------ Belge alıntısı
Habertürk
    Takipde Kalın!
      Günlük gelişmeleri takip edebilmek için habertürk uygulamasını indirin
        Anasayfa Video Ekonomi 2021 Asgari ücreti bugün belli oluyor! Peki asgari ücret ne kadar olur? İşte asgari ücrette konuşulan rakamlar

        Asgari Ücret Tespit Komisyonu, 2021'de geçerli olacak asgari ücreti belirleme çalışmaları kapsamında dördüncü ve son toplantısını bugün yapacak. Milyonlarca çalışanı ilgilendiren rakam, Aile, Çalışma ve Sosyal Hizmetler Bakanı Zehra Zümrüt Selçuk tarafından açıklanacak

        ASGARİ ÜCRET NE KADAR OLACAK?
------------
------ Sağlanan kayıtlar
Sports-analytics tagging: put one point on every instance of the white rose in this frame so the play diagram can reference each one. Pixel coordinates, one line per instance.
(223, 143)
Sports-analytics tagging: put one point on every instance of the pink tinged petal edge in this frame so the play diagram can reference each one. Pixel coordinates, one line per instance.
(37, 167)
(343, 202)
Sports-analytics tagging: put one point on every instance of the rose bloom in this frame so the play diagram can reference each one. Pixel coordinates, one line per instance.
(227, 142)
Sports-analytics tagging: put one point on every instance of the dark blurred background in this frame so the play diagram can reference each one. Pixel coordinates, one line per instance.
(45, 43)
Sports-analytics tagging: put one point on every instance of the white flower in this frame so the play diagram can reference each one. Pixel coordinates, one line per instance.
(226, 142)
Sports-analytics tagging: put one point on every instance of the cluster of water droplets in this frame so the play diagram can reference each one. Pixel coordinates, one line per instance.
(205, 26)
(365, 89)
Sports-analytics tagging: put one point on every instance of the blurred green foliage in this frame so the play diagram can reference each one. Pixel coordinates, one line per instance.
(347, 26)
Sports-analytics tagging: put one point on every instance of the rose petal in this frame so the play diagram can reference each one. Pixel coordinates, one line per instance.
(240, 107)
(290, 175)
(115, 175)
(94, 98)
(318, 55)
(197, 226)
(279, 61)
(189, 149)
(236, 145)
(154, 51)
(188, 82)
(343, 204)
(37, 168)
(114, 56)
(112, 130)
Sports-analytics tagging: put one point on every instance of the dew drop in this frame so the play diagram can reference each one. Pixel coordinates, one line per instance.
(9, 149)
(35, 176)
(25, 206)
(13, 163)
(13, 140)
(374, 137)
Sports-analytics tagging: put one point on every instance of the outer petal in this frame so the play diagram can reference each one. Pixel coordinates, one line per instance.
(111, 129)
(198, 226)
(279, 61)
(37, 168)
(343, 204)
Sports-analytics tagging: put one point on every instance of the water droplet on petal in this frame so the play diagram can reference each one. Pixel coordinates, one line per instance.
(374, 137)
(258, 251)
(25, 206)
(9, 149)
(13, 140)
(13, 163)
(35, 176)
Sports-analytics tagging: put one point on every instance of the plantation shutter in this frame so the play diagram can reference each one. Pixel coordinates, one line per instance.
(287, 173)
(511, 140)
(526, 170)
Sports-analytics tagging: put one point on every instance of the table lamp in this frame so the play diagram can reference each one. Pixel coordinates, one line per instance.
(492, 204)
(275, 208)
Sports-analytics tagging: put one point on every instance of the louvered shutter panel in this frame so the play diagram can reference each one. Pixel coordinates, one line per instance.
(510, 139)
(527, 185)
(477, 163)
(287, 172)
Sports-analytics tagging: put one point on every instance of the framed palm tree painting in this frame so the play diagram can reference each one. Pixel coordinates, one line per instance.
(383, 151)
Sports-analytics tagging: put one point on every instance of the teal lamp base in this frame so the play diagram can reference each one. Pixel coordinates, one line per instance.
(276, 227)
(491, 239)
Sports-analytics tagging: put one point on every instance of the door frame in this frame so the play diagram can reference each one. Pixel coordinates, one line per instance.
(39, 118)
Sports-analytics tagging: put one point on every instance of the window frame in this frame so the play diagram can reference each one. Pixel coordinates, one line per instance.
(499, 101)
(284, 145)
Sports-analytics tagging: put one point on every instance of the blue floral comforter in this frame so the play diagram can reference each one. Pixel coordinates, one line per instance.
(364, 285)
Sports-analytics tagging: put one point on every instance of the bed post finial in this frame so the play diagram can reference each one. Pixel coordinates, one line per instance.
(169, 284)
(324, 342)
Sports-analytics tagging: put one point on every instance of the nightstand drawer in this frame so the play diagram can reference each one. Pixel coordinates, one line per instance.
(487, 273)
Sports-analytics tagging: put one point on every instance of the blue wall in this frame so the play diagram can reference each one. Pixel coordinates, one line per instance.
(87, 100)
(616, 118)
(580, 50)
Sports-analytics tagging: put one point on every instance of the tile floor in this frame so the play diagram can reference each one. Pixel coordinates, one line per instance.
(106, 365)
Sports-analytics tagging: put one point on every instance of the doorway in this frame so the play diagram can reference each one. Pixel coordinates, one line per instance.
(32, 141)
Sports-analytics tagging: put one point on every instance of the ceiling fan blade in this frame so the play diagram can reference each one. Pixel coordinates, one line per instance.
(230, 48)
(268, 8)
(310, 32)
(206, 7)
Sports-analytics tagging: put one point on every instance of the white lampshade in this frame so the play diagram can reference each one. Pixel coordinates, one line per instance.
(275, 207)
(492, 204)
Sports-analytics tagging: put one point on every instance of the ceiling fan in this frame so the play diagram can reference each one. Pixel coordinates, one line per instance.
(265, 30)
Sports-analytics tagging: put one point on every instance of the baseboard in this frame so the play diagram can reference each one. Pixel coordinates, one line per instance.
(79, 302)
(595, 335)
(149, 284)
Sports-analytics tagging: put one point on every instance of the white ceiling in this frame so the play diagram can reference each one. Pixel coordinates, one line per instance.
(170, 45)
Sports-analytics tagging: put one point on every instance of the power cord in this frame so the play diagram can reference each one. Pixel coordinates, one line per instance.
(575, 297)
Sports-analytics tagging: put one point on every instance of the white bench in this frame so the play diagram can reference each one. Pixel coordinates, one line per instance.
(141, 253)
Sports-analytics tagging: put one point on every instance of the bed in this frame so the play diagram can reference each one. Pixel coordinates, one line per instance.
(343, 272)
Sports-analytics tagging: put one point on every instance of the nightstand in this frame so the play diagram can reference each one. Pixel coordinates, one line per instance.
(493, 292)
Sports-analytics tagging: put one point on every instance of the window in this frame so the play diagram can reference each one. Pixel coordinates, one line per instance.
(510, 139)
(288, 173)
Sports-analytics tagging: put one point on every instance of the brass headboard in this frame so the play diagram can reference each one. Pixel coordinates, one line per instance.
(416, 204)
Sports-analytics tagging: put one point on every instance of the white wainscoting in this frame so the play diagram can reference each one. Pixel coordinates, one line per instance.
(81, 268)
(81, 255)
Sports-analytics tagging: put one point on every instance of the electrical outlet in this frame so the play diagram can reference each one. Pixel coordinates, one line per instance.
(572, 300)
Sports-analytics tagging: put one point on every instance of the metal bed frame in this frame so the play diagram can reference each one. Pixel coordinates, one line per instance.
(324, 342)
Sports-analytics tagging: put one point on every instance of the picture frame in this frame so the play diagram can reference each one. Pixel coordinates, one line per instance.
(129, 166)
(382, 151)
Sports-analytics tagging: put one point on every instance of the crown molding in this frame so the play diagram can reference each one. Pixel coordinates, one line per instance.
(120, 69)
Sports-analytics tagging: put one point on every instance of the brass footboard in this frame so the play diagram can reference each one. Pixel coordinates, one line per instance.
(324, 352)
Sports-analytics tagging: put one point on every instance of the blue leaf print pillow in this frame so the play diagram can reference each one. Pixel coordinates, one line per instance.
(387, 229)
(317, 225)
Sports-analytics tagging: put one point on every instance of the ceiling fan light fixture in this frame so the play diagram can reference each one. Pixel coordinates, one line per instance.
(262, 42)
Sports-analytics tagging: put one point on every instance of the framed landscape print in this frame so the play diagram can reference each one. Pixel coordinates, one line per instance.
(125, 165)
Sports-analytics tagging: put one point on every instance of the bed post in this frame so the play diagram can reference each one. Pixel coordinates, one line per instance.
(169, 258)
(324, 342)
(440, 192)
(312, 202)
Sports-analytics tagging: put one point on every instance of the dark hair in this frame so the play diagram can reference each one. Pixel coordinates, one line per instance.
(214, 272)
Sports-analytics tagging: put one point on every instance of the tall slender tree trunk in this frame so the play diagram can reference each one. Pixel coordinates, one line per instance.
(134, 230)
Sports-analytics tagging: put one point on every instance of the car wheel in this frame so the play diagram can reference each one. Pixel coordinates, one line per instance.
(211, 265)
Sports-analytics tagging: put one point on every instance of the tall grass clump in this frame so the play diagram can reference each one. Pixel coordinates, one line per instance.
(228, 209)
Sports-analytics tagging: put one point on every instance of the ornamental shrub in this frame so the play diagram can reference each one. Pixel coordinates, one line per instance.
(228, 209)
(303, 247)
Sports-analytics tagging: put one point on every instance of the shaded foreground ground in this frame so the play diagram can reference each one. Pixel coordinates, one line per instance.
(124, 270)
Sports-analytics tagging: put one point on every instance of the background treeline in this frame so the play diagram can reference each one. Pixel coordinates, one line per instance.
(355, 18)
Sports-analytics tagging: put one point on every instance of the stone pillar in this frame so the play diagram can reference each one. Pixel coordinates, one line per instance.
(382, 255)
------------
Belirtilen görev: Asgari ücret haberinde "Asgari Ücret Tespit" ifadesinden başlayıp "NE KADAR OLACAK?" ifadesine kadar, o ifade de dahil olmak üzere, metni harfi harfine yazıya geçirir misin? Bu kayıtlar başka bir kaynaktan alınmıştır.

Verilen yanıt:
Asgari Ücret Tespit Komisyonu, 2021'de geçerli olacak asgari ücreti belirleme çalışmaları kapsamında dördüncü ve son toplantısını bugün yapacak. Milyonlarca çalışanı ilgilendiren rakam, Aile, Çalışma ve Sosyal Hizmetler Bakanı Zehra Zümrüt Selçuk tarafından açıklanacak

        ASGARİ ÜCRET NE KADAR OLACAK?